**Assignment**
Give again only those lines from the start of the entries through the line holding "Return the outline of every instance of the boy's", leaving them as they are.
★ ★ ★
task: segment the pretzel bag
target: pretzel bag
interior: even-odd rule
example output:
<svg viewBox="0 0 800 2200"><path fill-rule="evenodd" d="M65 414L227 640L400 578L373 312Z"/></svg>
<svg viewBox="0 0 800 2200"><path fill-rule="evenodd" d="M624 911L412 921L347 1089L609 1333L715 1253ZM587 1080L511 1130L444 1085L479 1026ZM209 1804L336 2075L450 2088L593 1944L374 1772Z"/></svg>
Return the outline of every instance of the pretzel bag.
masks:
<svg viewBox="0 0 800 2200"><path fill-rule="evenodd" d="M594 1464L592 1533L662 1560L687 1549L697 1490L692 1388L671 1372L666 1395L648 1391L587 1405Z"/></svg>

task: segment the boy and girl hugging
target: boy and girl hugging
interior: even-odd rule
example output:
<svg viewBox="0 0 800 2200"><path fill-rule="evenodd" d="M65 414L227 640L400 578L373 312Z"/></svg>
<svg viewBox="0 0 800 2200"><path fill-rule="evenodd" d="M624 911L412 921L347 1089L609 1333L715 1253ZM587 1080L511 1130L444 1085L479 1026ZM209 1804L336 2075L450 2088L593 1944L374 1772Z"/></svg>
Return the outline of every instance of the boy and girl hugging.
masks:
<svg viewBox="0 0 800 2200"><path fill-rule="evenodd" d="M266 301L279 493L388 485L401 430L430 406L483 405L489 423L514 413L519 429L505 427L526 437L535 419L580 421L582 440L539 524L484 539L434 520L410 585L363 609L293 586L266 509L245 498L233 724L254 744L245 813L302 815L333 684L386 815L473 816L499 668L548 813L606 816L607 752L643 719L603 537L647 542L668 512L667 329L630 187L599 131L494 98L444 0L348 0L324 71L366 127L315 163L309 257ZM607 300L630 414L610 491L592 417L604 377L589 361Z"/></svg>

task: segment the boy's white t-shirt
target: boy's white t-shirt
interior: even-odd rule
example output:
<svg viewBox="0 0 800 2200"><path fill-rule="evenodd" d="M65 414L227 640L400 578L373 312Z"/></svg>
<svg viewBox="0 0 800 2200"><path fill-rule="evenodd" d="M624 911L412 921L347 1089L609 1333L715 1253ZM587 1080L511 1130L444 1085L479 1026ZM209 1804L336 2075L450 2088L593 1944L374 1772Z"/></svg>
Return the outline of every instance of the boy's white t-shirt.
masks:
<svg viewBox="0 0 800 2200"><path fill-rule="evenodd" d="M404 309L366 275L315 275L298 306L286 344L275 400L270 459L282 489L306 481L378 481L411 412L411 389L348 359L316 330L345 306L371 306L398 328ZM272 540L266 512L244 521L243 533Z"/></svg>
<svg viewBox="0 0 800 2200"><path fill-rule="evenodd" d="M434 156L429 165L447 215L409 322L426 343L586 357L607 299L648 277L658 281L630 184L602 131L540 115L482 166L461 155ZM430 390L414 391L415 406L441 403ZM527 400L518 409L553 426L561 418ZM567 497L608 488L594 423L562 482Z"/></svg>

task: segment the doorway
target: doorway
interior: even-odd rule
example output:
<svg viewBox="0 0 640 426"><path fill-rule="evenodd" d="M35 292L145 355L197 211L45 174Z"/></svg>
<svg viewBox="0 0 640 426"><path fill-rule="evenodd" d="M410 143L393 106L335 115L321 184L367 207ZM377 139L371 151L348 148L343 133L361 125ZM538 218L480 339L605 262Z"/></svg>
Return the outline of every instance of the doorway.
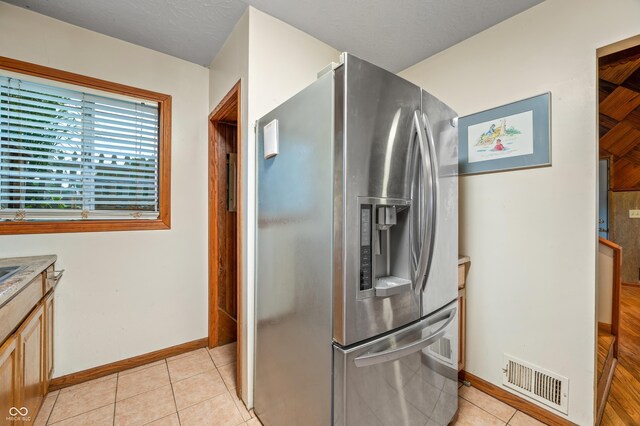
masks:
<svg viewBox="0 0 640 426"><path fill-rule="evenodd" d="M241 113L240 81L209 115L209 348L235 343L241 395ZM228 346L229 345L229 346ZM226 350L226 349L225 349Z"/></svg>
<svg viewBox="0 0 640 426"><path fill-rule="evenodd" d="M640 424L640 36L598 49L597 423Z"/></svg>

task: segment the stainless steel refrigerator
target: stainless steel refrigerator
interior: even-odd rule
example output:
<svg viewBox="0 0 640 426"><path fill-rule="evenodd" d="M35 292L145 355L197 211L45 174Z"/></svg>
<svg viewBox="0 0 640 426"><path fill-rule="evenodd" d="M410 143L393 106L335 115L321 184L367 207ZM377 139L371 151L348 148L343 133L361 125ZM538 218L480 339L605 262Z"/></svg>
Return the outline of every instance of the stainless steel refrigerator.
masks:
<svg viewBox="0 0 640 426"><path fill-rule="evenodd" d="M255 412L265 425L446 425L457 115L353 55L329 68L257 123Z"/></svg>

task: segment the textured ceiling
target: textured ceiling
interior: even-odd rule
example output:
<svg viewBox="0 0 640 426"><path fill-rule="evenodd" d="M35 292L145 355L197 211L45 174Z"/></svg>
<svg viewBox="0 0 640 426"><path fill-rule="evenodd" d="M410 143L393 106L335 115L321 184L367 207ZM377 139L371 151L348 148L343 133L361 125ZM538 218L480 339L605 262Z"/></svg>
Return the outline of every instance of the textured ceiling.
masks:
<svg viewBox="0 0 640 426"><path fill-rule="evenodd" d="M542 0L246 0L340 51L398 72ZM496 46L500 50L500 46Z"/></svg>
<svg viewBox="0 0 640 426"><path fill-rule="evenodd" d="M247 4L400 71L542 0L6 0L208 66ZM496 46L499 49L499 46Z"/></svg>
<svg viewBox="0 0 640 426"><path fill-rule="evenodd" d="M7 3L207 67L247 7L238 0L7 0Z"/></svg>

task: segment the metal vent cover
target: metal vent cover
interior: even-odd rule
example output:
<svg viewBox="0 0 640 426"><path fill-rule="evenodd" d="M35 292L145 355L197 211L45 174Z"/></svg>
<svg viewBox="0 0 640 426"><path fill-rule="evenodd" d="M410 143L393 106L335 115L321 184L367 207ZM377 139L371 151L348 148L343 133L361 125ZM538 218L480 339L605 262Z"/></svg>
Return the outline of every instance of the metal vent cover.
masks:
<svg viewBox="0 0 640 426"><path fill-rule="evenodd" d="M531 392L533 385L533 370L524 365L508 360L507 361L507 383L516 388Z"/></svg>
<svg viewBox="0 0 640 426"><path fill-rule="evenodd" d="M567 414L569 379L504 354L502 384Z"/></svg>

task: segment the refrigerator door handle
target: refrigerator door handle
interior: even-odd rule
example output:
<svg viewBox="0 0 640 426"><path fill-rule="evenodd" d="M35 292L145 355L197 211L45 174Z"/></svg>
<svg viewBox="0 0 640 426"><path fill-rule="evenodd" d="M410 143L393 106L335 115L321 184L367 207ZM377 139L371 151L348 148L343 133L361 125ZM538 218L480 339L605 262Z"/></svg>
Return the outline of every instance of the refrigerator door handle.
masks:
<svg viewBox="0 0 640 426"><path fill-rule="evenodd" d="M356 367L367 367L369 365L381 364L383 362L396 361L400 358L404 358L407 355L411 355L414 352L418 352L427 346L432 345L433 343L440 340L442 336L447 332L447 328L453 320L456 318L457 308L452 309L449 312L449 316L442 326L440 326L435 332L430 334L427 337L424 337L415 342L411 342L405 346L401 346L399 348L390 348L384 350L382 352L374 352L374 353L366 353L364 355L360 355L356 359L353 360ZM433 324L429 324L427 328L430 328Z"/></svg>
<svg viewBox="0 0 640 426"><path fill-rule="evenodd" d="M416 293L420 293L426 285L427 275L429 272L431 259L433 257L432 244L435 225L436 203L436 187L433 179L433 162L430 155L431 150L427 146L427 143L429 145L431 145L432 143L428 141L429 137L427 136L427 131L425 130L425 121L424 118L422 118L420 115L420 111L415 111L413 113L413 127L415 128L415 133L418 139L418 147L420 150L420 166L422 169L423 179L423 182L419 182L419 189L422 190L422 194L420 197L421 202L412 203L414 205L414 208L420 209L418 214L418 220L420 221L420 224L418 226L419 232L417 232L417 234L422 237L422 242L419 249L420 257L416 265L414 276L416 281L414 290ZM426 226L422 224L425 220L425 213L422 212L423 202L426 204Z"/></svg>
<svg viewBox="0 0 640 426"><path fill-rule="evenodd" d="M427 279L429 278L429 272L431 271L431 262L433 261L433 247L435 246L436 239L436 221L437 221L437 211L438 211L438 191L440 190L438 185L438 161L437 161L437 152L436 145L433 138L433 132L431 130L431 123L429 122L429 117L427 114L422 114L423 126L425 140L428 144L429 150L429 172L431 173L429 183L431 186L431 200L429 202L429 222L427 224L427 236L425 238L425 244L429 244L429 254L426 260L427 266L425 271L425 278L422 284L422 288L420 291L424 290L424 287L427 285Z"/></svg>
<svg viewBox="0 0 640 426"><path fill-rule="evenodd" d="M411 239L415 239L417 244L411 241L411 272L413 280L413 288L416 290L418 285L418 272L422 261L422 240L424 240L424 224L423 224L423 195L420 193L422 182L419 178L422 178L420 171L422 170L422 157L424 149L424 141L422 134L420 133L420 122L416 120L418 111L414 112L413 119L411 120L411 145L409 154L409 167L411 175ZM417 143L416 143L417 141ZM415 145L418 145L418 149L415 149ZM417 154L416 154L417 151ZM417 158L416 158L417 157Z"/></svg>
★ ★ ★
**Expected answer**
task: segment the pretzel bag
target: pretzel bag
interior: even-odd rule
example output:
<svg viewBox="0 0 800 2200"><path fill-rule="evenodd" d="M65 414L227 640L400 578L373 312Z"/></svg>
<svg viewBox="0 0 800 2200"><path fill-rule="evenodd" d="M624 911L412 921L347 1089L609 1333L715 1253ZM587 1080L511 1130L444 1085L479 1026ZM209 1804L336 2075L450 2088L593 1944L374 1772Z"/></svg>
Return the outline of every instance of the pretzel bag.
masks:
<svg viewBox="0 0 800 2200"><path fill-rule="evenodd" d="M594 1464L592 1533L662 1560L687 1549L697 1490L692 1388L671 1372L666 1395L648 1391L587 1405Z"/></svg>

task: segment the boy and girl hugging
target: boy and girl hugging
interior: even-odd rule
example output:
<svg viewBox="0 0 800 2200"><path fill-rule="evenodd" d="M65 414L227 640L400 578L373 312Z"/></svg>
<svg viewBox="0 0 800 2200"><path fill-rule="evenodd" d="M624 911L412 921L347 1089L609 1333L715 1253ZM587 1080L511 1130L444 1085L479 1026ZM209 1804L336 2075L450 2088L593 1944L374 1772Z"/></svg>
Return the outline of every instance of the boy and girl hugging.
masks:
<svg viewBox="0 0 800 2200"><path fill-rule="evenodd" d="M266 301L279 493L388 485L401 430L430 406L483 405L489 423L514 413L519 429L505 427L526 437L535 419L580 421L582 440L539 524L484 539L434 520L410 585L363 609L293 586L266 509L245 498L233 724L254 744L245 813L302 815L333 684L386 815L473 816L499 668L548 813L606 816L607 752L643 719L603 537L647 542L668 512L667 329L630 187L599 131L494 98L444 0L348 0L324 71L366 127L315 163L309 257ZM607 300L630 414L610 491L592 417L604 377L589 361Z"/></svg>

task: segment the boy's white t-shirt
target: boy's white t-shirt
interior: even-odd rule
example output:
<svg viewBox="0 0 800 2200"><path fill-rule="evenodd" d="M65 414L227 640L400 578L373 312Z"/></svg>
<svg viewBox="0 0 800 2200"><path fill-rule="evenodd" d="M624 911L412 921L347 1089L609 1333L715 1253ZM587 1080L511 1130L444 1085L479 1026ZM209 1804L336 2075L450 2088L593 1944L374 1772Z"/></svg>
Return the outline of every instance of the boy's white t-shirt.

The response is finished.